▶ **CONSEGNA ESERCIZIO**
Riscrivi soltanto le righe dei record dalla riga con "Place a point on every instance of the person in white" alla riga con "x=112 y=928", entrambe incluse e richieste comprese. Riscala le coordinate delle risposte moltiplicandole per 2,35 e arrotondale all'intero, con le metà per eccesso.

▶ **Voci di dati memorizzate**
◆ ◆ ◆ ◆ ◆ ◆ ◆

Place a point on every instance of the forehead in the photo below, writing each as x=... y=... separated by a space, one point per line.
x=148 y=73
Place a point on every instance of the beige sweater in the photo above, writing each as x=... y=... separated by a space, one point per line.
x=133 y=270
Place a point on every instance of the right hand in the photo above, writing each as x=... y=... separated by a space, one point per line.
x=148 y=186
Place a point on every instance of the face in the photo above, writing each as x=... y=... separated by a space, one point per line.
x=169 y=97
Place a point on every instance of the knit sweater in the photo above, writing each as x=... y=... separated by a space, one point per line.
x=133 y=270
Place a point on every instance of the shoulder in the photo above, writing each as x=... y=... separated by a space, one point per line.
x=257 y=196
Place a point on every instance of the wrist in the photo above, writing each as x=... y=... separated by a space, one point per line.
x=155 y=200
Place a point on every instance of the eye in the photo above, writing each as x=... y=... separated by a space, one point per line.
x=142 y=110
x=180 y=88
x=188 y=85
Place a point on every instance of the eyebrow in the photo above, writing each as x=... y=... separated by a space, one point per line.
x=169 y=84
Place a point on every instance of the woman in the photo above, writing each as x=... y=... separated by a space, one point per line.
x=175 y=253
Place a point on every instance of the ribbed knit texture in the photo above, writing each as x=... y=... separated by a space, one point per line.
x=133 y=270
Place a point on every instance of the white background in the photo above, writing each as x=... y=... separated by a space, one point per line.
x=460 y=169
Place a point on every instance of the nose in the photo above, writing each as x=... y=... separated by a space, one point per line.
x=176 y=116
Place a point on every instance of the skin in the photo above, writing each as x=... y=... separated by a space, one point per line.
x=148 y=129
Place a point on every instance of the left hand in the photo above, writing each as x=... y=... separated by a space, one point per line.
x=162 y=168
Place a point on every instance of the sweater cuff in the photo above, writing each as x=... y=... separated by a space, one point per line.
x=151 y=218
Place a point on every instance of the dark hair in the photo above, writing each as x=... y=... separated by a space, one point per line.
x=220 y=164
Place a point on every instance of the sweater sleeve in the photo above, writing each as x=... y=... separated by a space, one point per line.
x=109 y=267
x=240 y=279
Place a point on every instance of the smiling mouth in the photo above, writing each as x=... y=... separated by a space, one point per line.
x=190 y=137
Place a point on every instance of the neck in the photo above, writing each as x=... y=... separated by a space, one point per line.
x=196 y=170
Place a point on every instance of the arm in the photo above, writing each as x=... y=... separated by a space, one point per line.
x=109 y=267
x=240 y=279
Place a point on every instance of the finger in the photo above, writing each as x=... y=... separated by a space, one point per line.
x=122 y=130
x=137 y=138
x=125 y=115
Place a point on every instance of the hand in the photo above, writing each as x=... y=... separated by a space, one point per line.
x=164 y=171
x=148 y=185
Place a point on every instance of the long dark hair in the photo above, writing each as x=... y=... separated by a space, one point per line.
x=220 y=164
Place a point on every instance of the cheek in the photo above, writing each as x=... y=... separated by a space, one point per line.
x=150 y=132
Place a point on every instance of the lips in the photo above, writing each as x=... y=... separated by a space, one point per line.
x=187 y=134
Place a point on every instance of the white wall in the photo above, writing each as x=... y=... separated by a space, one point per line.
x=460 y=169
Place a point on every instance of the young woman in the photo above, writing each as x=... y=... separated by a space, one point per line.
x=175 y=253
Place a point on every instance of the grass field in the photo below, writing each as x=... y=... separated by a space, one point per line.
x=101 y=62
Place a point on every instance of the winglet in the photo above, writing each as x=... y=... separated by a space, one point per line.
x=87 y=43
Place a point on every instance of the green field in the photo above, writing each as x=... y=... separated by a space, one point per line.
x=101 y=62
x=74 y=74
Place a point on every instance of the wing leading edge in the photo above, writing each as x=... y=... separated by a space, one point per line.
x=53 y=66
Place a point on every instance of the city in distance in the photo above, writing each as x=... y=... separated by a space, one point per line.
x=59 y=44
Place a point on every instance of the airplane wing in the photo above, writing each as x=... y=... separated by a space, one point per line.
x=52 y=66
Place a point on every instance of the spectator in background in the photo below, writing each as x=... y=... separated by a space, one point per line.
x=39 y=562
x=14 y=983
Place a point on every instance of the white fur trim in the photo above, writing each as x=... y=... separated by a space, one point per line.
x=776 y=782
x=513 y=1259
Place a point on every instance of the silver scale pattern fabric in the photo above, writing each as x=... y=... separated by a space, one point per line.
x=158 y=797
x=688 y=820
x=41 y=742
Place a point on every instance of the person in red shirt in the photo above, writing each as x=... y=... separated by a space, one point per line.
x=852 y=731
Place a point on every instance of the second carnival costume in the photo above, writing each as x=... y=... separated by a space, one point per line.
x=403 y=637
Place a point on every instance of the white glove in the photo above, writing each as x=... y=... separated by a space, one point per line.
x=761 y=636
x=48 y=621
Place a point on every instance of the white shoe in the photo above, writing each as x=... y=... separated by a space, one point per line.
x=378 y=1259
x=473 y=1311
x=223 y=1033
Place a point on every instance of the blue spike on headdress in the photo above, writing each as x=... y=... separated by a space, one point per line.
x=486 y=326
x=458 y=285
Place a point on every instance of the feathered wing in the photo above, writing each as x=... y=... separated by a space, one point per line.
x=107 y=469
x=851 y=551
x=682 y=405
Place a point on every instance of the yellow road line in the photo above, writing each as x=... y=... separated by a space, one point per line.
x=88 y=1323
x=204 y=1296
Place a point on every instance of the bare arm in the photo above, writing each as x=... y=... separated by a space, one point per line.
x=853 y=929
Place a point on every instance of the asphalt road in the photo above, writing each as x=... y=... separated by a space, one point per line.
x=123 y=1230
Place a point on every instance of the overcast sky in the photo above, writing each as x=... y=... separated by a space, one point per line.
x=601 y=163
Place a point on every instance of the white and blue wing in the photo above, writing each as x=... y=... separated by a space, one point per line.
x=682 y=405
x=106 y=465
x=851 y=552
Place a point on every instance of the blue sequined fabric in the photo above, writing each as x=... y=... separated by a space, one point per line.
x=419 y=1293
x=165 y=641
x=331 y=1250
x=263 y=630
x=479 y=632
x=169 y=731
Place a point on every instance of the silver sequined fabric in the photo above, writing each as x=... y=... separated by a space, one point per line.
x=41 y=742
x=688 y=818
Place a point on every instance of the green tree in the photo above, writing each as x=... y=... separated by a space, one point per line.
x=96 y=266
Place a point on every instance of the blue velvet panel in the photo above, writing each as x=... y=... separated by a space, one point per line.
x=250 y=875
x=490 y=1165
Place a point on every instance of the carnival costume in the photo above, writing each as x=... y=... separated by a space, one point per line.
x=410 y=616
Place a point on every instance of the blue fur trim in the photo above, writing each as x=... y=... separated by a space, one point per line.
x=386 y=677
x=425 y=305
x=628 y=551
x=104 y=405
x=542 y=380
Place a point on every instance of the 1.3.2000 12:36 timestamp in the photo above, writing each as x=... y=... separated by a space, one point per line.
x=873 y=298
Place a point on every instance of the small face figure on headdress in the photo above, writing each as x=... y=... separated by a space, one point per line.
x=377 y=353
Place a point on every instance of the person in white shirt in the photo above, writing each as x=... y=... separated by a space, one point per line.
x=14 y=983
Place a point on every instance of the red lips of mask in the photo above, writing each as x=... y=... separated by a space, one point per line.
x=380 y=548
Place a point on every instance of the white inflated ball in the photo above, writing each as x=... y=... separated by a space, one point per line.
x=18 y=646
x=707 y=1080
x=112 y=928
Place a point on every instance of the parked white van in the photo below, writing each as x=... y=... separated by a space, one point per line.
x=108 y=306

◆ ◆ ◆ ◆ ◆ ◆ ◆

▶ **ESITO DEL COMPITO**
Place a point on every instance of the person in white shirt in the photo above, writing each as x=... y=... separated by a space, one point per line.
x=33 y=2310
Place a point on every instance of the red lips of mask in the photo above, writing each as x=... y=... separated by a space, one point per line.
x=893 y=1288
Place a point on every instance of the white inflated ball in the photo above, writing each as x=... y=... separated by a space, one point per line.
x=42 y=1518
x=1661 y=2538
x=263 y=2181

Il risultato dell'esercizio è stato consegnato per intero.